Saved data entries:
━━━━━━━━━━━━━━━━━━━━━━━━━━━━━━
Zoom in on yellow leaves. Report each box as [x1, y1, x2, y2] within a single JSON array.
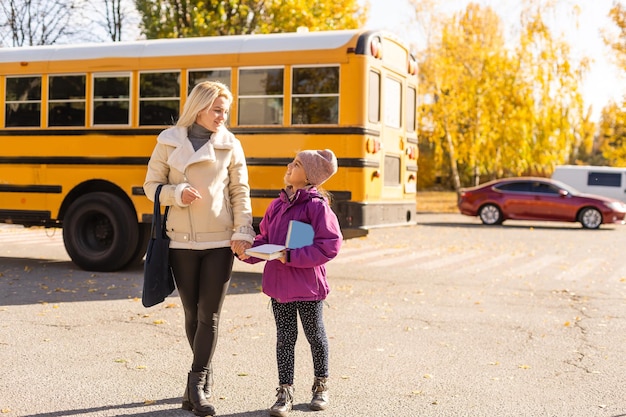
[[138, 0, 365, 39], [143, 399, 156, 405], [1, 409, 11, 414], [419, 1, 590, 185], [518, 364, 531, 369], [24, 265, 32, 272]]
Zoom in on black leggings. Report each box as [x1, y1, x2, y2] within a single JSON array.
[[170, 247, 234, 371], [271, 299, 329, 385]]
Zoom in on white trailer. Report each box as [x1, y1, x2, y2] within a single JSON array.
[[552, 165, 626, 202]]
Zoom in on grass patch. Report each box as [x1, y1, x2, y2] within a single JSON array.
[[416, 191, 458, 213]]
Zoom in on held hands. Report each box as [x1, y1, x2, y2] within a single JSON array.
[[182, 186, 202, 205], [231, 240, 252, 260]]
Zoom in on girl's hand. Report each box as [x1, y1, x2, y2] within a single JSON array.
[[231, 240, 252, 259]]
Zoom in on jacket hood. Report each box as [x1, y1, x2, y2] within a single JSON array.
[[280, 186, 325, 206]]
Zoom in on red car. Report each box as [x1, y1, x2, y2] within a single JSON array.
[[457, 177, 626, 229]]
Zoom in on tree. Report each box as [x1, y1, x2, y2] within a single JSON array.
[[606, 2, 626, 71], [597, 100, 626, 166], [134, 0, 367, 39], [415, 1, 592, 191], [599, 2, 626, 166], [0, 0, 78, 46]]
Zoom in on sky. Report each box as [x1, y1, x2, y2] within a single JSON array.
[[364, 0, 625, 122]]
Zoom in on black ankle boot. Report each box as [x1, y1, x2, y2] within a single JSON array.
[[203, 363, 214, 400], [182, 371, 215, 416]]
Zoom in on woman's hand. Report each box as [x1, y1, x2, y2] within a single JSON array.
[[182, 186, 202, 205], [231, 240, 252, 260]]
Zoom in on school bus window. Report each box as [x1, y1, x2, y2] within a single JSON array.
[[238, 67, 284, 125], [368, 71, 381, 123], [188, 70, 231, 94], [384, 77, 401, 128], [48, 75, 86, 127], [407, 86, 416, 133], [139, 71, 180, 126], [93, 74, 131, 125], [384, 155, 401, 186], [291, 66, 339, 125], [5, 76, 42, 127]]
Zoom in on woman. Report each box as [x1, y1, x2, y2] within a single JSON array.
[[144, 81, 255, 417]]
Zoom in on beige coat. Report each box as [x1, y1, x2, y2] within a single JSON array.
[[144, 126, 255, 250]]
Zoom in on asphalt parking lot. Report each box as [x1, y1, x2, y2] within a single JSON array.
[[0, 213, 625, 417]]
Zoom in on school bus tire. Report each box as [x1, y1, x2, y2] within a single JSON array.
[[62, 192, 139, 272], [123, 223, 151, 268]]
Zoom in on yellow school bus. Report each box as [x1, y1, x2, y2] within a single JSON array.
[[0, 29, 418, 271]]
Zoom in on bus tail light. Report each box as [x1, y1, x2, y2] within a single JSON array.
[[366, 138, 381, 154], [408, 57, 417, 75], [370, 38, 383, 59], [406, 145, 417, 160]]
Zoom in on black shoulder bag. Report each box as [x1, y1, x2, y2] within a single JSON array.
[[142, 184, 175, 307]]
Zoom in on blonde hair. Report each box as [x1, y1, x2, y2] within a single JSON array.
[[176, 81, 233, 127]]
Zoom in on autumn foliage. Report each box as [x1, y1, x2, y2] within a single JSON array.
[[416, 2, 593, 191]]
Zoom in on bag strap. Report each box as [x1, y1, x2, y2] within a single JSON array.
[[152, 184, 170, 239]]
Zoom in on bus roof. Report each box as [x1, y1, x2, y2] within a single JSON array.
[[0, 30, 365, 63]]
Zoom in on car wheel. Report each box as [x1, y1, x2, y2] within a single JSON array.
[[62, 192, 139, 271], [479, 204, 503, 225], [579, 207, 602, 229]]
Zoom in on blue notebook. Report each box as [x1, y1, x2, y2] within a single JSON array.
[[285, 220, 314, 249], [245, 220, 314, 260]]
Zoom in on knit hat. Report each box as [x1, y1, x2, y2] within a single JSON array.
[[297, 149, 338, 186]]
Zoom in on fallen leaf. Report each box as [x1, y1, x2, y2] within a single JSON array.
[[143, 399, 155, 405]]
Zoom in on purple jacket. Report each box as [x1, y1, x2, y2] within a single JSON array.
[[245, 186, 342, 303]]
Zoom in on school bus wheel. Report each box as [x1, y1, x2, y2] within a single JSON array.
[[62, 192, 139, 271], [124, 223, 151, 268]]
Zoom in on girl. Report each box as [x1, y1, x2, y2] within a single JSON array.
[[240, 149, 342, 416]]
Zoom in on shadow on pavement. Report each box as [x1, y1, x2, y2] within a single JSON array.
[[0, 257, 262, 306], [21, 397, 271, 416]]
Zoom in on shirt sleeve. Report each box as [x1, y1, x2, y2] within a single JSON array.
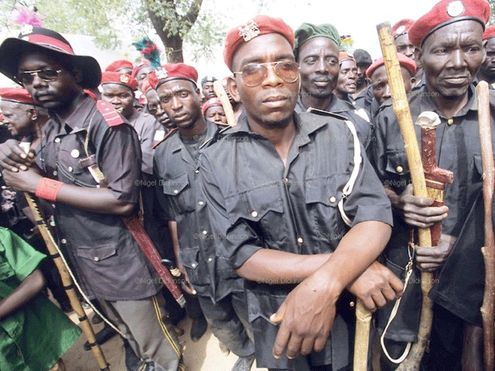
[[0, 228, 46, 281], [343, 143, 394, 227], [98, 124, 142, 203], [199, 153, 263, 269], [139, 116, 159, 175]]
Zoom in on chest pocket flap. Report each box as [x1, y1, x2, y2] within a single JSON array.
[[161, 173, 189, 196], [386, 150, 410, 176], [304, 175, 345, 207], [0, 261, 15, 280], [224, 182, 283, 224]]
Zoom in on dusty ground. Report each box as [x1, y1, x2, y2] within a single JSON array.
[[62, 309, 267, 371]]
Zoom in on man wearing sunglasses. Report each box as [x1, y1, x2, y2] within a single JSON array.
[[294, 23, 371, 149], [199, 15, 402, 371], [0, 27, 182, 370]]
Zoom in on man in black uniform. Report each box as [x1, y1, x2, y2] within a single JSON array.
[[478, 25, 495, 87], [0, 27, 182, 370], [372, 0, 492, 369], [200, 15, 403, 371], [151, 63, 255, 370], [293, 23, 371, 147]]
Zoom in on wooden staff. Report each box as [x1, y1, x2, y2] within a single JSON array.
[[213, 80, 236, 126], [477, 80, 495, 371], [377, 22, 433, 370], [23, 193, 110, 370], [353, 300, 372, 370]]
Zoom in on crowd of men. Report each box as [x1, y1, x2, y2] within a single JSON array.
[[0, 0, 495, 370]]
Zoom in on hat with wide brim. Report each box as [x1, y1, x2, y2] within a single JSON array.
[[0, 27, 101, 89]]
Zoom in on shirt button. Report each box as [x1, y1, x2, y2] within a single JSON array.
[[396, 165, 403, 173], [198, 201, 205, 206], [202, 230, 208, 235], [54, 137, 61, 143], [68, 166, 73, 172], [447, 118, 454, 126], [329, 196, 336, 203], [60, 238, 67, 244], [283, 177, 289, 184], [250, 210, 258, 218], [52, 170, 58, 176], [51, 204, 56, 209], [173, 189, 179, 194], [297, 237, 304, 244], [208, 257, 213, 262], [50, 220, 56, 227], [71, 149, 80, 158], [195, 169, 200, 174], [94, 257, 100, 262], [191, 263, 197, 268]]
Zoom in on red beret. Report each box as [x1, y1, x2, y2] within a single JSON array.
[[483, 24, 495, 40], [131, 59, 151, 79], [223, 15, 295, 71], [100, 71, 138, 91], [0, 87, 35, 105], [202, 97, 223, 115], [339, 51, 355, 63], [392, 19, 415, 39], [366, 53, 417, 79], [148, 63, 199, 90], [105, 59, 134, 73], [141, 78, 154, 95], [409, 0, 491, 47]]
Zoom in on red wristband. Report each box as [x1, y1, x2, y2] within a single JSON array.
[[35, 177, 63, 202]]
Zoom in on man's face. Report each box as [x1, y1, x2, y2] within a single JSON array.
[[298, 37, 340, 98], [356, 62, 371, 88], [205, 105, 227, 125], [420, 20, 485, 99], [229, 33, 299, 129], [336, 59, 358, 95], [135, 66, 154, 91], [145, 89, 174, 128], [370, 65, 414, 105], [0, 101, 34, 137], [156, 79, 202, 130], [395, 33, 416, 60], [202, 81, 217, 100], [481, 37, 495, 79], [101, 83, 134, 118], [17, 51, 81, 112]]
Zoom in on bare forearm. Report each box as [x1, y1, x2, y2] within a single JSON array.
[[0, 269, 45, 320], [237, 249, 331, 284], [168, 220, 181, 264], [54, 185, 135, 215], [313, 221, 391, 296]]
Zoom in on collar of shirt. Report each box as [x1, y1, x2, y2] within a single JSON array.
[[226, 111, 327, 146], [170, 119, 219, 153], [411, 84, 478, 119], [63, 94, 95, 132]]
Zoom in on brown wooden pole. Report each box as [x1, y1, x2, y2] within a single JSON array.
[[477, 80, 495, 371], [353, 300, 372, 370], [213, 80, 237, 126], [377, 22, 433, 371], [24, 193, 110, 370]]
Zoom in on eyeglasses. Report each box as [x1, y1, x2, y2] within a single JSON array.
[[233, 61, 299, 87], [16, 68, 63, 85]]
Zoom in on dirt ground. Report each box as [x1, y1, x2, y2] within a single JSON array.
[[62, 309, 267, 371]]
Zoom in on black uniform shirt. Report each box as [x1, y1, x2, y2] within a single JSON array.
[[35, 94, 159, 301], [154, 120, 243, 301], [200, 111, 392, 318], [372, 84, 495, 326], [295, 94, 372, 148]]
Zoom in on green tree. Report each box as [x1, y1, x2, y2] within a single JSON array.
[[1, 0, 223, 63], [490, 0, 495, 25]]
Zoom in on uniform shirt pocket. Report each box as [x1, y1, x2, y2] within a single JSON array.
[[161, 173, 195, 213]]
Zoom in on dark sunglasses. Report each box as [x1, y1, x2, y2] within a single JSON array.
[[233, 61, 299, 87], [16, 68, 63, 85]]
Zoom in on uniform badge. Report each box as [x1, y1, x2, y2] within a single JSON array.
[[70, 149, 80, 158], [156, 69, 168, 80], [20, 25, 33, 38], [447, 1, 465, 17], [120, 74, 130, 84], [396, 25, 406, 35], [238, 20, 260, 42]]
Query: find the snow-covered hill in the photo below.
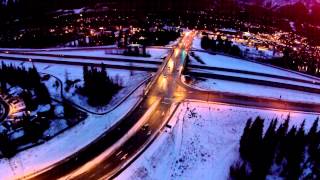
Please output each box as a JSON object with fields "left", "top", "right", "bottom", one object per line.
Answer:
{"left": 1, "top": 0, "right": 319, "bottom": 16}
{"left": 239, "top": 0, "right": 319, "bottom": 10}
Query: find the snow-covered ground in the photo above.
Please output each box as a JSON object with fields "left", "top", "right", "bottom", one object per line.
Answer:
{"left": 166, "top": 38, "right": 181, "bottom": 48}
{"left": 0, "top": 60, "right": 151, "bottom": 113}
{"left": 190, "top": 78, "right": 320, "bottom": 104}
{"left": 190, "top": 52, "right": 320, "bottom": 83}
{"left": 118, "top": 101, "right": 320, "bottom": 180}
{"left": 191, "top": 34, "right": 203, "bottom": 50}
{"left": 189, "top": 68, "right": 320, "bottom": 89}
{"left": 192, "top": 32, "right": 281, "bottom": 59}
{"left": 0, "top": 49, "right": 152, "bottom": 179}
{"left": 233, "top": 42, "right": 283, "bottom": 59}
{"left": 0, "top": 81, "right": 145, "bottom": 180}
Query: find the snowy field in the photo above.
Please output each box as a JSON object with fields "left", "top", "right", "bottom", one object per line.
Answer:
{"left": 0, "top": 60, "right": 151, "bottom": 113}
{"left": 0, "top": 84, "right": 145, "bottom": 180}
{"left": 190, "top": 52, "right": 320, "bottom": 83}
{"left": 118, "top": 101, "right": 320, "bottom": 180}
{"left": 189, "top": 78, "right": 320, "bottom": 104}
{"left": 30, "top": 48, "right": 169, "bottom": 60}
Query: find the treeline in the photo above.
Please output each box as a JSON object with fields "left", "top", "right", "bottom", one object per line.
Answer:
{"left": 0, "top": 30, "right": 78, "bottom": 48}
{"left": 0, "top": 63, "right": 51, "bottom": 107}
{"left": 81, "top": 64, "right": 122, "bottom": 106}
{"left": 230, "top": 116, "right": 320, "bottom": 180}
{"left": 270, "top": 47, "right": 320, "bottom": 77}
{"left": 201, "top": 34, "right": 241, "bottom": 57}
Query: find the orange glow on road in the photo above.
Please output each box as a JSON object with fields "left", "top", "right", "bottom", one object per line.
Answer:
{"left": 147, "top": 95, "right": 158, "bottom": 107}
{"left": 167, "top": 59, "right": 174, "bottom": 73}
{"left": 174, "top": 48, "right": 180, "bottom": 57}
{"left": 158, "top": 75, "right": 168, "bottom": 91}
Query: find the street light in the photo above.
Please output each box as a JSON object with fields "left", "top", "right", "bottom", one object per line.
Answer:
{"left": 28, "top": 58, "right": 35, "bottom": 67}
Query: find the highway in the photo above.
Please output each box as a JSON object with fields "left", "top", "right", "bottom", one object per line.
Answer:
{"left": 13, "top": 31, "right": 320, "bottom": 179}
{"left": 58, "top": 33, "right": 194, "bottom": 180}
{"left": 27, "top": 31, "right": 194, "bottom": 180}
{"left": 0, "top": 54, "right": 159, "bottom": 72}
{"left": 0, "top": 52, "right": 162, "bottom": 65}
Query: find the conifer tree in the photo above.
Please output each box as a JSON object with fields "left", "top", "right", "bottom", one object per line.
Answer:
{"left": 239, "top": 118, "right": 252, "bottom": 160}
{"left": 260, "top": 119, "right": 278, "bottom": 177}
{"left": 248, "top": 117, "right": 264, "bottom": 179}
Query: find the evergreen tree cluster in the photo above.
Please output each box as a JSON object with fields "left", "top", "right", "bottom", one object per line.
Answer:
{"left": 81, "top": 64, "right": 122, "bottom": 107}
{"left": 230, "top": 116, "right": 320, "bottom": 180}
{"left": 270, "top": 47, "right": 320, "bottom": 77}
{"left": 0, "top": 63, "right": 51, "bottom": 106}
{"left": 201, "top": 34, "right": 241, "bottom": 57}
{"left": 0, "top": 128, "right": 15, "bottom": 157}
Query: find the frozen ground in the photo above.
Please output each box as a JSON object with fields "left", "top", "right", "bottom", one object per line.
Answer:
{"left": 118, "top": 101, "right": 320, "bottom": 180}
{"left": 190, "top": 78, "right": 320, "bottom": 104}
{"left": 0, "top": 82, "right": 145, "bottom": 180}
{"left": 190, "top": 52, "right": 320, "bottom": 83}
{"left": 0, "top": 60, "right": 151, "bottom": 113}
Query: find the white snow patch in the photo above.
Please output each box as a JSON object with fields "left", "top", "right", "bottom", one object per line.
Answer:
{"left": 118, "top": 101, "right": 320, "bottom": 180}
{"left": 192, "top": 78, "right": 320, "bottom": 104}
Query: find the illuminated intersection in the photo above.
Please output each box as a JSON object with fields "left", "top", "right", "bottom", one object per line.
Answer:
{"left": 0, "top": 31, "right": 320, "bottom": 180}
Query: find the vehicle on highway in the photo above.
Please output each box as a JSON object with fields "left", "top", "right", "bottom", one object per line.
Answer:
{"left": 142, "top": 123, "right": 149, "bottom": 131}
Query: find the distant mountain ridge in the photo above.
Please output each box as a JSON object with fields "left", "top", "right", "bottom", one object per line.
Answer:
{"left": 239, "top": 0, "right": 320, "bottom": 11}
{"left": 1, "top": 0, "right": 319, "bottom": 23}
{"left": 1, "top": 0, "right": 319, "bottom": 10}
━━━━━━━━━━━━━━━━━━━━━━━━━━━━━━
Exercise details: Using the entries above, work out the number of lines that hold the word "covered" and write it with no other words.

Solution for this task: 2